| HN Mirror

Y	Hacker News new \| ask \| show \| jobs

by MSM 2350 days ago

S3 != a data lake.

If you're able to solve the problems that you were previously using oracle or SQL Server for with S3, more power to you, but the truth is that to replicate the functionality of that old Oracle server you'll start with S3, but you'll also want some querying (Aurora? RDS? Hbase?), probably some analytics and ingestion (Redshift? Kinesis? Elastic? Hive? Oozie? Airflow?), along with some security now that you've got multiple tools interacting (Ranger? Knox?), probably some load balancing (Zookeeper?), maybe some lineage and data cataloging (Atlas?), etc.

In my experience what starts with "Just throw some data in S3, forget that old crusty expensive server!" ends with 22 technologies trying to cohesively exist because each one provides a small but necessary slice of your platform. Your organization will never be able to find one person who is an expert in all of these (on the contrary, you can find an Oracle, or DB2, or SQL Server expert for half the money) so you end up with seven folks who are each an expert in three of the 22 pieces you've cobbled together, but they all have slightly different ideas on how things should work together, so you end up with a barely functioning platform after a year's worth of work because you didn't want to just start with a $400k license from Oracle.

3 comments

threeseed 2349 days ago

Not sure what you are talking about.

If you have S3 you can use Athena, Redshift Spectrum or Spark as query layer. It's not 22 technologies.

You don't need ElasticSearch, Ranger, Knox, Zookeeper etc as they have nothing to do with querying.

link

dx034 2349 days ago

But then it's far from basically free. Even overpriced Oracle databases can end up cheaper than locking into AWS in these cases (my experience).

link

derefr 2349 days ago

I think the presumption that's differing here is query workload.

An OLAP database is, in the default case, an always-online instance or cluster, costing fixed monthly OpEx.

Whereas, if your goal in having that database is to do one query once a month based on a huge amount of data, then it will certainly be cheaper to have an analytical pipeline that is "offline" except when that query is running, with only the OLTP stage (something ingesting into S3; maybe even customers writing directly to your S3 bucket at their own Requester-Pays expense) online.

link

billman 2349 days ago

My biggest problem with Oracle is not the database itself. There is no doubt that Oracle is a fine piece of software, and is bullet proof, and has decades of experience built into it.

My problem is the scalability and elasticity of it's licensing model. It doesn't meet the needs of today's analytics without spending enormous amounts of money up front.

link

cjalmeida 2349 days ago

Nope. One can start easily with Airflow+Spark(ERM)+Presto+S3 and get about 80% what'd get from your run of the mill Oracle database. At a fraction of the price, without half the headache in procurement, licensing or performance tweaking. And better scalability.

You'd be looking at $M in licenses for anything half-serious based in Oracle tech. Becoming good at replacing Oracle stuff probably has been one of the best paying jobs for a while.

link

→ **Data**:
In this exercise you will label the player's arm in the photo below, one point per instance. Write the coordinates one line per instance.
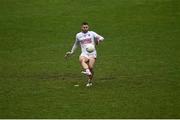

→ **Exercise details**:
How would you translate this sentence from the S3 thread into Spanish: "An OLAP database is, in the default case, an always-online instance or cluster, costing fixed monthly OpEx."? The data is separate from the S3 thread.

→ **Exercise response**:
Una base de datos OLAP es, en el caso predeterminado, una instancia o un clúster siempre en línea, con un costo de OpEx mensual fijo.